START Page text
Rather than GPS, this approach would rely on Bluetooth data that would more easily allow for de-identified individual data. The technology also implies proximity of the cellphones themselves.

In recent days, more emphasis has been placed on the role of asymptomatic patients in the novel coronavirus epidemic. “The intervention that we're proposing captures some of these events where you have asymptomatic transmission,” said White. “If people would voluntarily put into their phone that they were a confirmed case, then the people that they contacted are anonymously alerted. Those people who were contacted can be targeted with intervention, specifically asked to stay home for the next few weeks.”

Separately, Mount Sinai Health System has just launched an app targeted to New York City that is based on daily survey data. But this is designed to better inform public health preparedness efforts, rather than individual behaviors.

Sensors, wearables and telehealth

Another approach to identifying asymptomatic people, as well as to help protect some of the most vulnerable groups such as the elderly, is systematic distribution of monitors and wearables that track physical metrics such as temperature and heart rate.

“A potential opportunity is to use AI-powered smart sensor technology. The idea here is that sensors installed at home can help families and clinicians keep track of the health conditions of the elderly in versatile and scalable fashion,” explained Fei-Fei Li, the co-director of the Stanford Institute for Human-Centered Artificial Intelligence.

“Here's how the system works in a four-step overview. First is collecting data by putting sensors at home,” continued Li. “Camera sensors carry a lot of detailed information of a person's activity, but it's the least compatible with most people's privacy needs. Other sensors include depth sensors, thermal sensors, as well as wearable sensors. in the last color.”

Another researcher pointed to other wearable efforts as potentially useful, particularly for identifying asymptomatic cases of COVID-19 in the absence of widespread antibody testing.

“Being able to identify even asymptomatic people is pretty critical. There's some interesting sort of studies out from companies like Oura, the smart ring, and Whoop, the smart band,” said John Brownstein, a pediatrics professor at Harvard Medical School. “Both of those show some early evidence that you can actually detect those physiological changes even if a person isn’t experiencing symptoms.”
END Page text
START Given information
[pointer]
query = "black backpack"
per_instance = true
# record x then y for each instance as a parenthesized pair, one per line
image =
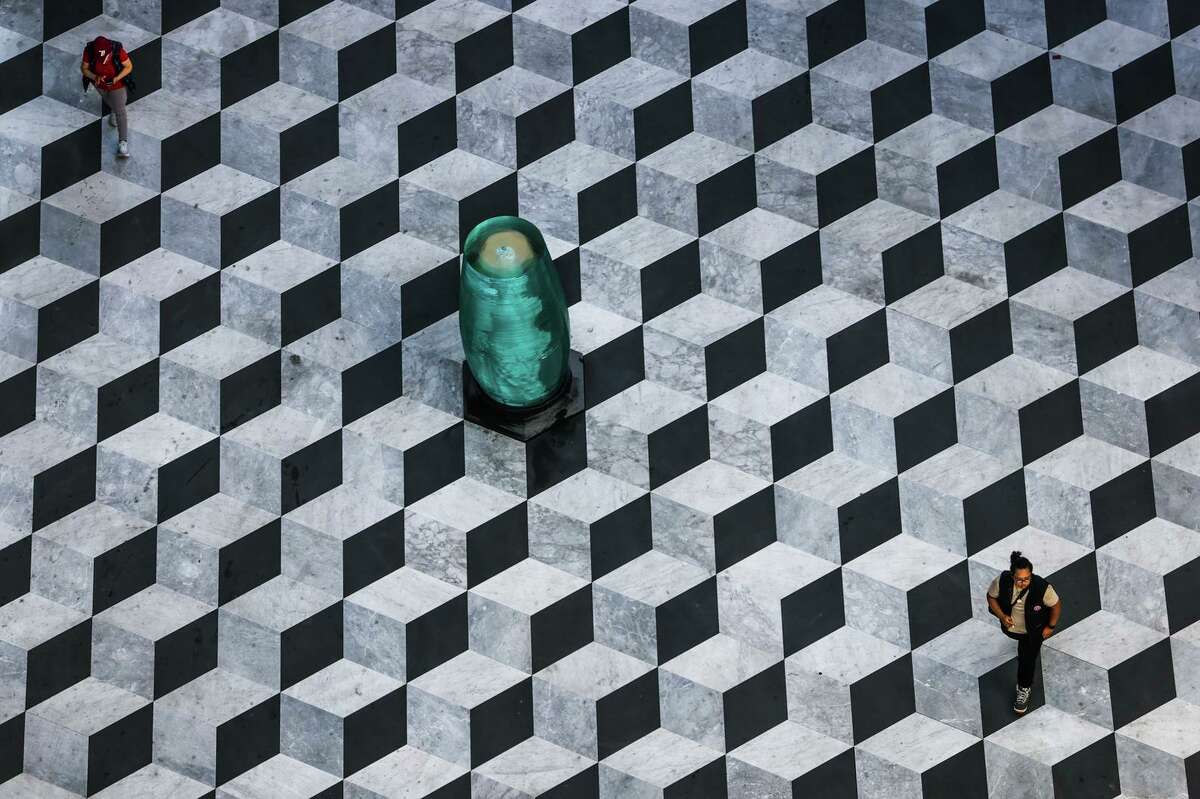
(90, 52)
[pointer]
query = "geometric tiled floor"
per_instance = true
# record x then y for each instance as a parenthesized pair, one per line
(867, 294)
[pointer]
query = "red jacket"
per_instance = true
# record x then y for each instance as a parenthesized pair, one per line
(106, 66)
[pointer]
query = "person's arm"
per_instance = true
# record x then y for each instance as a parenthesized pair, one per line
(996, 611)
(126, 67)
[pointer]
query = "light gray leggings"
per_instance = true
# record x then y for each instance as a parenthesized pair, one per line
(115, 101)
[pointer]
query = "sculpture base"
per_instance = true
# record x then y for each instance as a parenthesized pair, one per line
(523, 424)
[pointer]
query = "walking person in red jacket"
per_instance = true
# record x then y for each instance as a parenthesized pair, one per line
(107, 66)
(1029, 608)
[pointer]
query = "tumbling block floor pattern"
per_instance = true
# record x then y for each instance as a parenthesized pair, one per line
(865, 294)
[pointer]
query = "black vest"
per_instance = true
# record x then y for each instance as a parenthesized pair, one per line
(1035, 619)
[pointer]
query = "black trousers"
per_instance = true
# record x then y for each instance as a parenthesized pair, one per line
(1029, 646)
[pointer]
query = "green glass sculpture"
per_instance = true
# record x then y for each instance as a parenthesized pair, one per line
(513, 314)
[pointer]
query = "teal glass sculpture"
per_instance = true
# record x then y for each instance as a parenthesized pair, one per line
(513, 314)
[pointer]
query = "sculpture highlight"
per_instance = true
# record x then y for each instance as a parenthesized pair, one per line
(513, 317)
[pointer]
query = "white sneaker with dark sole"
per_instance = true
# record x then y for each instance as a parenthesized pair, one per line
(1023, 700)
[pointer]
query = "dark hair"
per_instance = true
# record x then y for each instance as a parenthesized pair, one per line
(1017, 560)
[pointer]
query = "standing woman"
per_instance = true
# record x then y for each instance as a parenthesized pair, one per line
(106, 65)
(1029, 610)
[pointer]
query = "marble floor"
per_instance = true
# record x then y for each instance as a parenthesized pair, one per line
(864, 295)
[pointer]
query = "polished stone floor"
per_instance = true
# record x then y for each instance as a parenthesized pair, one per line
(865, 294)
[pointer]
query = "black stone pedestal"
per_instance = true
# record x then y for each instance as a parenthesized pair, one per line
(523, 424)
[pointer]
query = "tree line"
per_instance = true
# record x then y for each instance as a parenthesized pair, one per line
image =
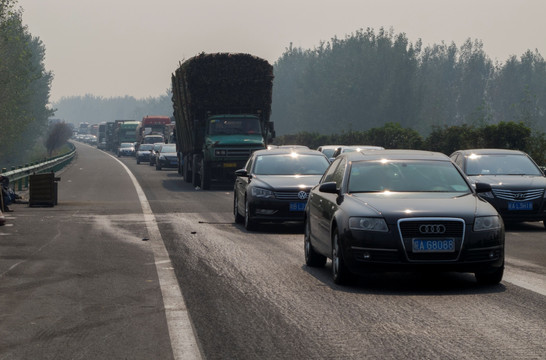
(444, 139)
(24, 87)
(368, 79)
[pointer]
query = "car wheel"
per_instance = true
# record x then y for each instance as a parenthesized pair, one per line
(340, 274)
(238, 218)
(490, 277)
(249, 222)
(312, 258)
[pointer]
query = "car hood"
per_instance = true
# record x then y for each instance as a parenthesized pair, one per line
(410, 205)
(511, 181)
(286, 182)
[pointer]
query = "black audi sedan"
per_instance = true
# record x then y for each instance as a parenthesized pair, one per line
(402, 210)
(518, 185)
(274, 185)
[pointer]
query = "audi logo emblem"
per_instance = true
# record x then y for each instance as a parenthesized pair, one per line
(432, 229)
(302, 195)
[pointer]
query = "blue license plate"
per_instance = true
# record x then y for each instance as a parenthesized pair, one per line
(436, 245)
(520, 205)
(297, 206)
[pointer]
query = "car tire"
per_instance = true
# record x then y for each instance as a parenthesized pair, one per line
(340, 274)
(490, 277)
(250, 224)
(312, 258)
(239, 219)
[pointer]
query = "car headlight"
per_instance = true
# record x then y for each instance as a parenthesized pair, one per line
(484, 223)
(488, 194)
(368, 224)
(262, 193)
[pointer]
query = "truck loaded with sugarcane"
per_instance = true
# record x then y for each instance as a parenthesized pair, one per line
(222, 104)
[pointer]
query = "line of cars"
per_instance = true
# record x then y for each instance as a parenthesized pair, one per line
(394, 210)
(161, 155)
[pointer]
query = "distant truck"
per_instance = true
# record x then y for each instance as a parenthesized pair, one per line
(154, 125)
(222, 104)
(125, 131)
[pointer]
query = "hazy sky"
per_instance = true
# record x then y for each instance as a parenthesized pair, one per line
(130, 47)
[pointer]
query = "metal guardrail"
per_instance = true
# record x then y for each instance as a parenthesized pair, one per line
(20, 177)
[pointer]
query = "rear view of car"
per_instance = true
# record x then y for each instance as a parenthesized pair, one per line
(518, 185)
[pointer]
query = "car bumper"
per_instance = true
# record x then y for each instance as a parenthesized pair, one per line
(388, 252)
(277, 210)
(168, 163)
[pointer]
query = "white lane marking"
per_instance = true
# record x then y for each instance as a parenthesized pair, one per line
(529, 280)
(181, 332)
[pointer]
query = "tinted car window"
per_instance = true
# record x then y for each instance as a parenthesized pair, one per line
(500, 165)
(406, 176)
(290, 164)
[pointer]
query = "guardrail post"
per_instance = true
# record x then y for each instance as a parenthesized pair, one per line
(20, 181)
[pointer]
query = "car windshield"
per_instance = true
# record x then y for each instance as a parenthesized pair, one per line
(328, 152)
(234, 126)
(168, 148)
(500, 165)
(406, 176)
(290, 164)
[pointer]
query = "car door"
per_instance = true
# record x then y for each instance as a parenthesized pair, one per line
(328, 206)
(241, 184)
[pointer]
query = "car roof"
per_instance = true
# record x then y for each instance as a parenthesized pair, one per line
(490, 152)
(282, 151)
(395, 154)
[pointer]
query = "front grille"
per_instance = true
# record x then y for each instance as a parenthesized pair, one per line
(289, 195)
(427, 229)
(411, 228)
(518, 195)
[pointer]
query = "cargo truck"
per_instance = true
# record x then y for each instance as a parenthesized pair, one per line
(154, 125)
(125, 131)
(222, 104)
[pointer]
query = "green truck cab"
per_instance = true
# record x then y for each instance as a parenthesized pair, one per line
(221, 104)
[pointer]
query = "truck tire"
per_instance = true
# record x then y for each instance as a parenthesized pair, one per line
(205, 175)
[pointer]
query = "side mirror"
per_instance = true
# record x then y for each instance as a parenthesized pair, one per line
(329, 187)
(482, 187)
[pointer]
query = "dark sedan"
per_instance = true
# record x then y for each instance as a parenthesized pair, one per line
(518, 184)
(274, 185)
(402, 210)
(166, 157)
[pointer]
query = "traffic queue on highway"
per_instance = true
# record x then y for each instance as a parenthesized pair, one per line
(370, 209)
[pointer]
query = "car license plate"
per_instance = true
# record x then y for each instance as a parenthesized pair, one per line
(520, 205)
(297, 206)
(436, 245)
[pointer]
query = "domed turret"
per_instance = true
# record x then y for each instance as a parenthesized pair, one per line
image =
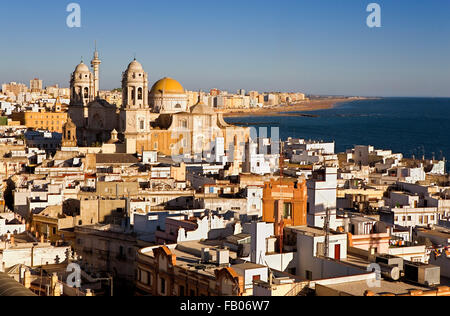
(81, 85)
(168, 96)
(135, 86)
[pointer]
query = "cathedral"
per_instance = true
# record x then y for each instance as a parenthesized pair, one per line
(157, 119)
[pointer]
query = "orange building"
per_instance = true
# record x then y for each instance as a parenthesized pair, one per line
(50, 121)
(285, 203)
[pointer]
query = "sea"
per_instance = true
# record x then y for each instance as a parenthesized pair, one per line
(415, 127)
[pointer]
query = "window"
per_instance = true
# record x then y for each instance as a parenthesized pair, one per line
(287, 210)
(163, 286)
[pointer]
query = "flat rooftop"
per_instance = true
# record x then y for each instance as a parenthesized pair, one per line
(358, 288)
(311, 231)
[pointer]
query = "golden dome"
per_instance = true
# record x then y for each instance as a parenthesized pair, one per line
(167, 86)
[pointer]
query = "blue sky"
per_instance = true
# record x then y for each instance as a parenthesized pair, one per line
(315, 46)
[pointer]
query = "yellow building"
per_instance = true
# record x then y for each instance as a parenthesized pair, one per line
(51, 121)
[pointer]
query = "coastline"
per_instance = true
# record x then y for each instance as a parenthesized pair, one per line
(291, 110)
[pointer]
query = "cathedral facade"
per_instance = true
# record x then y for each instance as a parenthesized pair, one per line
(158, 119)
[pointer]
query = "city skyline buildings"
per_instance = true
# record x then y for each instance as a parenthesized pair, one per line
(289, 46)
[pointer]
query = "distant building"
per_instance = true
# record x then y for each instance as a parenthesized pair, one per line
(36, 85)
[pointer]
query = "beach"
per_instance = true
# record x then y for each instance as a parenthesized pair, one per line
(290, 110)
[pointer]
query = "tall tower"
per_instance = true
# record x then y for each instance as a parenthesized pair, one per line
(81, 86)
(135, 115)
(135, 87)
(95, 64)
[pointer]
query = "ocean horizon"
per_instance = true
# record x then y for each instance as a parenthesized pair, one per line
(412, 126)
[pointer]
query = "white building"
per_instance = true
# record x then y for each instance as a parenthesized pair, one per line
(322, 197)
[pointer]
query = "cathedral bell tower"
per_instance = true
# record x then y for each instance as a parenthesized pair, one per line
(95, 64)
(135, 113)
(69, 137)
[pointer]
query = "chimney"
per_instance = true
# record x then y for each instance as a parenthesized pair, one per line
(27, 279)
(56, 288)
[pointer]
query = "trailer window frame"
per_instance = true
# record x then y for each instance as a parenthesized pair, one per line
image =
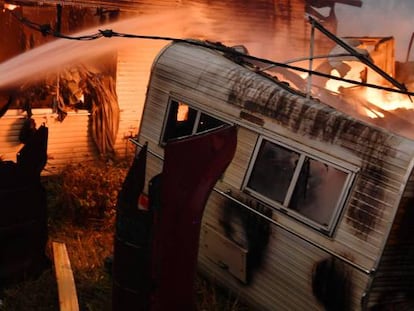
(196, 120)
(344, 175)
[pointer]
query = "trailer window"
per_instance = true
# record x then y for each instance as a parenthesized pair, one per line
(183, 120)
(309, 189)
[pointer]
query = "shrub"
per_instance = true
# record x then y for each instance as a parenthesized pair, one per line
(86, 192)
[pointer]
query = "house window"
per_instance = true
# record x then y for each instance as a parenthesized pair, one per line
(183, 120)
(305, 187)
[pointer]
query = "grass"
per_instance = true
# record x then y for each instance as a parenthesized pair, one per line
(81, 213)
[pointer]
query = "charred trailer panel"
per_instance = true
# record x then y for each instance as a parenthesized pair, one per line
(313, 212)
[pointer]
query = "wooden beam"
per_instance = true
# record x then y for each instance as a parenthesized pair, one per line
(68, 299)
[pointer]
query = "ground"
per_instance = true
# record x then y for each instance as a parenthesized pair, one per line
(89, 243)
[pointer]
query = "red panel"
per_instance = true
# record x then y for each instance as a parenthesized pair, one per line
(192, 167)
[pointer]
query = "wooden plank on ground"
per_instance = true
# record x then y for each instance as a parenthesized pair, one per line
(68, 299)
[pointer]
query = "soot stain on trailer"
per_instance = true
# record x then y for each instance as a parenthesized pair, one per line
(256, 231)
(311, 119)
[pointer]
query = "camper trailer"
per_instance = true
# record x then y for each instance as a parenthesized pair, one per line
(315, 211)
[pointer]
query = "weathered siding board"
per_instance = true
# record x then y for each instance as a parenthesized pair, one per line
(382, 157)
(134, 64)
(68, 141)
(395, 273)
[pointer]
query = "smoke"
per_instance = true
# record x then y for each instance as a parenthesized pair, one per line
(382, 18)
(51, 57)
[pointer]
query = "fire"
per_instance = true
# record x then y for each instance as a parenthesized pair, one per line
(384, 100)
(9, 6)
END Given information
→ **Things to do**:
**1.** List every person whom the passage on COVID-19 tracking technology quotes directly, giving each name as it appears there.
**2.** Write the next part of the passage on COVID-19 tracking technology, starting after its final sentence.

→ **Responses to the tasks**:
**1.**
White
Fei-Fei Li
John Brownstein

**2.**
“There are some interesting opportunities around wearables and continuous tracking that ultimately can identify cases, even with those who don't actually experience symptoms,” he added. “They're identifying cases days ahead of someone actually experiencing symptoms. They are deploying these in certain populations with some really exciting results.”

Finland-based Oura Health Ltd., which also has a San Francisco office, and the University of California at San Francisco have started a COVID-19 symptom monitoring clinical trial in 2,000 health care workers, as well as in its existing users. The ring tracks body temperature, heart rate and respiratory rate. Whoop has a wristword fitness band that monitors respiratory rate; it is starting a COVID-19 symptom study in conjunction with the Cleveland Clinic.

Beyond tracking COVID-19 in the population and individuals, the pandemic is also placing an emphasis on the need for telehealth to better assess and manage disease, as well as at-home infection testing –both of which can be backed by AI.

“Any form of telehealth at scale is a really key, whether you have symptoms, or you don't,” said co-founder and chief technology officer of Curai, Xavier Amatriain. “If you have a question and you need to talk to a provider or a doctor, you want to do it from your home, and you don't want people to leave their house, even if they want to get tested. That's why at home testing becomes so important.” The Palo Alto, Calif.-based startup specializes in AI and machine learning-enabled telehealth services.

“We only want people to leave their house and go to hospital in a really critical situation. I think the symptom checkers and all these other automated assessment tools are important enough for them to build up with the next steps,” he concluded. “How do we keep people from leaving their houses –without incurring any risk for themselves and others?”